Provided entries:
------------------------------
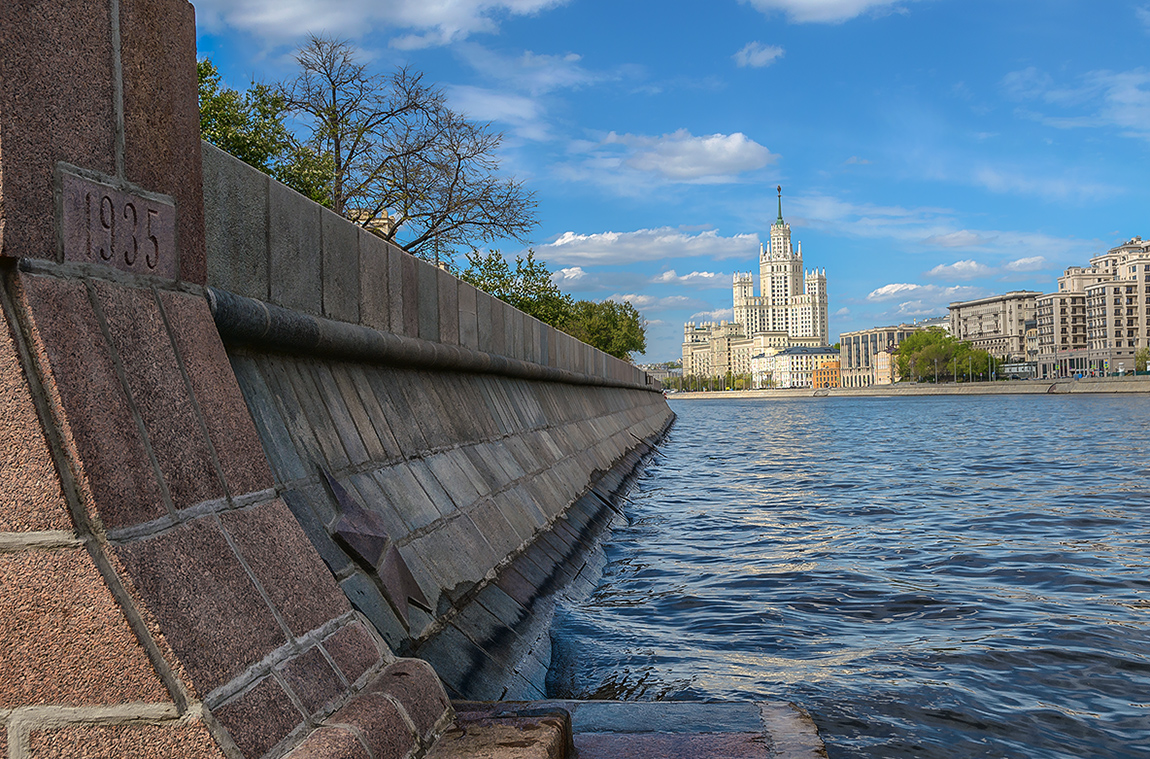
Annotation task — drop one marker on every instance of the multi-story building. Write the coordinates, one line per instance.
(791, 311)
(796, 366)
(858, 351)
(996, 324)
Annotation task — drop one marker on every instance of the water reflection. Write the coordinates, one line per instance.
(930, 577)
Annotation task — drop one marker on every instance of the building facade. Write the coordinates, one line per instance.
(996, 324)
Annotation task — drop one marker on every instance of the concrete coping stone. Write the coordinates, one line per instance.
(247, 321)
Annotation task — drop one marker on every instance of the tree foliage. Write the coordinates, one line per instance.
(400, 154)
(935, 355)
(613, 328)
(251, 127)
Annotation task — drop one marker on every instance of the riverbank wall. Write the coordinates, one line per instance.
(269, 485)
(1087, 385)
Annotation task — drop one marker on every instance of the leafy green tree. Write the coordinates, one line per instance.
(251, 127)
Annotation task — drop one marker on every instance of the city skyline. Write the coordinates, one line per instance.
(930, 151)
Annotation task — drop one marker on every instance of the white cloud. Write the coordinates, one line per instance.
(967, 269)
(697, 278)
(427, 24)
(1029, 263)
(654, 303)
(645, 245)
(718, 315)
(921, 300)
(825, 10)
(758, 55)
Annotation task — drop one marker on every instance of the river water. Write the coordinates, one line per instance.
(947, 576)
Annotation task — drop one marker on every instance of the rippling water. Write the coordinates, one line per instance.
(957, 576)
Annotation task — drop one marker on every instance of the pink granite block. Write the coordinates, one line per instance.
(30, 496)
(116, 474)
(162, 116)
(63, 638)
(414, 684)
(381, 725)
(330, 743)
(259, 718)
(211, 612)
(288, 566)
(160, 393)
(214, 385)
(176, 741)
(55, 96)
(353, 650)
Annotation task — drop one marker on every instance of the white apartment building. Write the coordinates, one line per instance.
(996, 324)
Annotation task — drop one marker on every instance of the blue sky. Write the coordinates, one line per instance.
(929, 151)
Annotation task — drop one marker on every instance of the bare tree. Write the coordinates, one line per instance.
(401, 154)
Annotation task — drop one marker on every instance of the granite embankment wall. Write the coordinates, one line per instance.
(238, 473)
(1088, 385)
------------------------------
Work to complete: Transcribe, word for word, every line from the one containing "the river water." through the final line of the entries, and nothing else.

Task output:
Annotation task — drop one marker on every instance of the river water. Write the coordinates, one line per instance.
(947, 576)
Annotation task — drop one marker on every instance of the rippling water. Write the coordinates, one line per instance.
(957, 576)
Annotation task — drop one marker on every instance of the pink granite block. Write the coordinates, one line per instance.
(30, 496)
(116, 474)
(162, 116)
(63, 638)
(414, 684)
(381, 725)
(330, 743)
(259, 718)
(211, 612)
(288, 566)
(160, 393)
(214, 385)
(176, 741)
(55, 96)
(353, 650)
Annotation task — drop one marker on every instance of the white apartment building. Write the coordinates, one line per instance.
(996, 324)
Annotation task — drop one marker on every instance of the blue sky. Write the coordinates, one line per instance.
(929, 151)
Annotation task — drop one marker on every instance of the bare tree. Write the coordinates, one line per instance.
(401, 154)
Annotation task — drop one marker on every instance of the granite embankment wall. Write the coordinates, one line per instance.
(238, 473)
(1088, 385)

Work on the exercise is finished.